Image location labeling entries
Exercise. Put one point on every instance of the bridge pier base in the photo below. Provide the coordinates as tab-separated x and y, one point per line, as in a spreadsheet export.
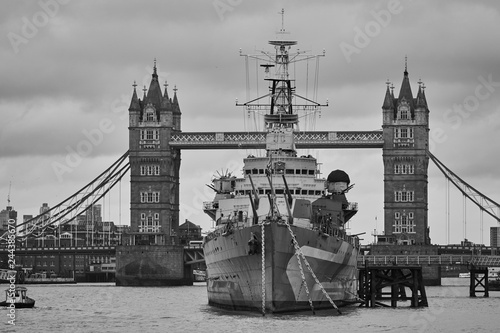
478	279
373	280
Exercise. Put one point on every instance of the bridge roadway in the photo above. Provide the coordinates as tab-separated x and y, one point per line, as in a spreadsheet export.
257	140
194	254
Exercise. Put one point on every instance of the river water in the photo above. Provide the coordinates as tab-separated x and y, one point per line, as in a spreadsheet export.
107	308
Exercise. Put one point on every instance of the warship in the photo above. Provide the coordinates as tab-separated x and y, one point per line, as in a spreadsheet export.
279	242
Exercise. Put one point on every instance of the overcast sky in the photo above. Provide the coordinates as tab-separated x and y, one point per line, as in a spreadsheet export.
67	66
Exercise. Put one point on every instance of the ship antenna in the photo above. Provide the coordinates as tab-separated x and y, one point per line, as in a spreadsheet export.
8	195
282	19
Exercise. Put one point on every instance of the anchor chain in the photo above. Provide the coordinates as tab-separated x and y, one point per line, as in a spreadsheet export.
298	252
263	259
304	282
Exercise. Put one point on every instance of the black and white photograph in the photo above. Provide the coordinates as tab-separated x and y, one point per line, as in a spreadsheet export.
241	166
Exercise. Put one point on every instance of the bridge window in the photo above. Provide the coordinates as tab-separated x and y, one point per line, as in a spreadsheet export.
403	196
150	196
403	133
150	170
150	223
150	134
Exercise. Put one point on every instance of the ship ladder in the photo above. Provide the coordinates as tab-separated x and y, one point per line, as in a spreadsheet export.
298	252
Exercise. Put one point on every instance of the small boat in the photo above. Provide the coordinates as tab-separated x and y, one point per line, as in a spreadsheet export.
494	282
18	298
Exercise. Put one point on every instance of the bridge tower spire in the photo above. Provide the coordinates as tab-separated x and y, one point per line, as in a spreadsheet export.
406	137
154	166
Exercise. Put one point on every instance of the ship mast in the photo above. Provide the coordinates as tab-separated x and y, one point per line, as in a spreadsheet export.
281	118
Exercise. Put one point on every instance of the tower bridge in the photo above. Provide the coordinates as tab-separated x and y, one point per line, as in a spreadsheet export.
257	140
156	141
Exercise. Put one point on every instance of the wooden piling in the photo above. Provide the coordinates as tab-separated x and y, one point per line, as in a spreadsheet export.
477	281
373	280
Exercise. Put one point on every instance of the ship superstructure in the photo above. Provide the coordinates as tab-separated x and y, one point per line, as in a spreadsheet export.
279	242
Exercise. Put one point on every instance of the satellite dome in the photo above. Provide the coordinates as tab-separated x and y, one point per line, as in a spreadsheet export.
338	176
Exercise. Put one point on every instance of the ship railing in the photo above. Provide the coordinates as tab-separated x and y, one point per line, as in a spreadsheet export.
352	206
210	205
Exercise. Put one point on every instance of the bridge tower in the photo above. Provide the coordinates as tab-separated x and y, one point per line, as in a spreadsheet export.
406	138
154	166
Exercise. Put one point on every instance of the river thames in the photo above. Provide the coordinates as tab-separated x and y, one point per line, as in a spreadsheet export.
107	308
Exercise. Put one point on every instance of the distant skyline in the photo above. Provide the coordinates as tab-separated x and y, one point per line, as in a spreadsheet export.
68	69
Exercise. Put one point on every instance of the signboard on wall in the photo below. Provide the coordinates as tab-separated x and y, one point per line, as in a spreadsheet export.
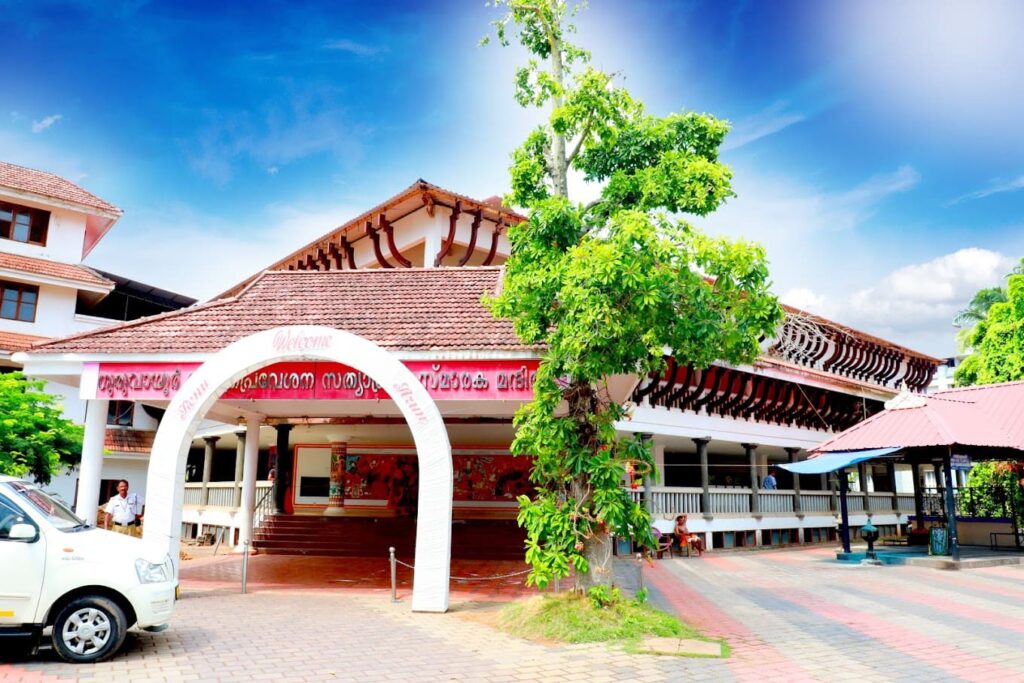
443	380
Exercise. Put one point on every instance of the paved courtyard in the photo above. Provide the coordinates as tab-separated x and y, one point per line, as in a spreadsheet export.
787	615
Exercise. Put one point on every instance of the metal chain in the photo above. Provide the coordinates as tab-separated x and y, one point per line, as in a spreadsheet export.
495	578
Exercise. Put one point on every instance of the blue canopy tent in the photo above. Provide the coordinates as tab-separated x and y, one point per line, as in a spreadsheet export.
839	461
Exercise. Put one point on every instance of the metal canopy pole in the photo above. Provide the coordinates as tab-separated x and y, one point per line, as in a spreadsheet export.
844	486
950	506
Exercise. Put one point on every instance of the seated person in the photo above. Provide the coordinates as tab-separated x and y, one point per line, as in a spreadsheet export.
686	538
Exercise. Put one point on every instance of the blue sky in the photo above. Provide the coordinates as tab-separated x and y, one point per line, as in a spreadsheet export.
877	146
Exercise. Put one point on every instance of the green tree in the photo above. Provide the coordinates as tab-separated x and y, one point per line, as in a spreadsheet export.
35	438
607	287
997	341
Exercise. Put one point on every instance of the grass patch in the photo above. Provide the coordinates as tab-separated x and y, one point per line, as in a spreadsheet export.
570	619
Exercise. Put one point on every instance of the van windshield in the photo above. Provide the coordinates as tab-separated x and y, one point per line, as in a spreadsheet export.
54	511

# What needs to be done
Rewrite all the records above, replacing "Put one point on" with "Mark a single point on" and leaving everything else as it is. Omit the pictures.

# Output for this exercise
Exercise. Mark a single point on every instance of the bridge pier base in the photo below. Provide the coordinates as tab-separated x and y, one point per line, as in a spreadsheet export.
478	279
373	280
Exercise. Mark a single point on every instance of the bridge roadway in the photo above. Provide the coordinates as tab-separated x and y, one point per line, as in a spreadsheet export.
257	140
194	254
Exercise. Mark a single point on every instance of the river water in the photo above. Provide the coordinates as tab-separated x and y, one point per line, as in a spreadsheet export.
107	308
Exercise. Mark a single point on every instance of the warship in the photo above. Provide the coordinates as tab-separated x and y, one point per line, as in a spreadsheet export.
279	242
Exercise. Mark a single point on every instance of the overcast sky in the photo above. Provide the coordinates as tab-separated x and y, one point per line, as in a spreadsheet export.
67	66
Exercise. Mark a single point on every instance of the ship antenna in the photo above. Provide the coordinates as tab-separated x and y, one point per line, as in a spreadsheet export.
8	195
282	19
Exercise. Mark a single point on every instance of the anchor chain in the photo above. Provide the coordinates as tab-separated x and y, one point per line, as in a spreadsheet export.
298	252
263	259
304	282
Exercise. Mark a single point on every instance of the black and white photograph in the photo above. Provide the coordinates as tab-separated x and y, one point per line, as in a spreadsheet export.
241	166
Exercise. Mark a single point on every instance of the bridge window in the photo above. Provide the coordinates as tab-separated x and y, one point per line, as in a spreadsheet export.
403	196
150	196
403	133
150	170
150	223
150	134
Exercise. Mark a single point on every instance of the ship ladder in the photo above. Provide the coordinates as tab-separated x and y, one point per line, as in a spreadsheet export.
298	252
Exercise. Mark a single point on every instance of the small boat in the photo above. Provide the coordinates as tab-separated x and y, one point per line, as in a spreadsheet export.
494	282
18	298
Exercise. Mark a single point on every instance of the bridge tower spire in the photo above. Provide the coordinates as tab-separated x and y, one point per line, as in a spreadsheet export.
406	137
154	166
Exercise. Mark a single point on every instance of the ship mast in the photo above. Provide the coordinates as tab-separated x and y, one point per line, as in a spreadsheet export.
281	118
Exercise. Mark a single point on every instance of the tower bridge in the photo above. Provide the coordinates as tab-separated x and y, one point per line, as in a spreadsheet export.
257	140
156	141
Exercise. Mark a single point on every instance of the wooden piling in the photo above. Provide the coordinates as tab-separated x and y, one point per line, as in a spreadsheet export.
477	281
373	280
Exercise. Mark a single point on every instance of the ship superstructure in the photo above. Provide the coordinates as tab-separated x and y, one point per line, as in a spreadsheet export.
279	242
Exercise. Mark a single point on every instance of the satellite dome in the photo above. Provide the coordinates as tab-separated x and y, one point per line, as in a spreadsheet export.
338	176
Exercise. Mark a single point on every instance of the ship railing in the photo above. Provide the coordinates as tab-separated x and y, one point per line, as in a spreadsheet export.
352	206
210	205
Exercise. Mark a single point on every instance of the bridge tower in the photo above. Provide the coordinates as tab-separated x and y, one point per line, as in a spreadsheet export.
406	138
154	166
Exercise. Mark a single point on every instance of the river thames in the photo above. Provide the coordinates as tab-separated x and y, one point per line, as in a spreadsheet export.
107	308
Exercise. Mark a single point on every instance of the distant skyline in the photo above. Provide the coordinates as tab-separated x and y, one point per line, as in a spreadsheet export.
68	69
Exercise. Mark a single point on every instance of the signboard on wall in the photo below. Provide the coordinates as tab-separated x and y, one point per line, as in a spreadsheet export.
443	380
Exercise. Mark a single point on every instance of the paved courtyard in the photo above. Provide the coordinates as tab-separated x and y, one point per line, as in a spreadsheet export.
787	615
Exercise. Mark a single point on every instance of the metal chain in the photo above. Provide the coordinates as tab-separated x and y, one point per line, as in a spreadsheet export.
495	578
Exercise. Mark a single point on every instance of the blue canopy tent in the photo above. Provide the coordinates as tab-separated x and y, one point per line, as in a spreadsheet export.
839	461
Exercise. Mark a single point on every instance of the metal canopy pole in the photo above. Provide the coordinates as tab-separated x and y, one point per line, as in a spreadsheet export.
844	486
950	506
Exercise. Mark a single point on every instance of the seated person in the photo above. Provide the coordinates as tab-separated x and y, one point per line, as in a spreadsheet export.
686	538
Exercise. Mark a single point on every instance of the blue sky in the photo above. Provide the coordinates as tab-separated x and y, one point per line, as in a spreadsheet export.
877	146
Exercise. Mark a single point on every instance of the green tree in the photo above. Provide the coordinates as tab-separated x and y, one point per line, as in a spreadsheet export.
35	438
607	287
997	341
Exercise. Mark a single point on every instance of the grass patch in the photo above. Provide the coordinates as tab-separated x and y, one point per line, as in a spreadsheet export.
570	619
Exercise. Mark a single point on every instance of the van windshield in the photo above. Provide the coordinates as tab-separated x and y, one point per line, as in a spreadsheet export.
54	511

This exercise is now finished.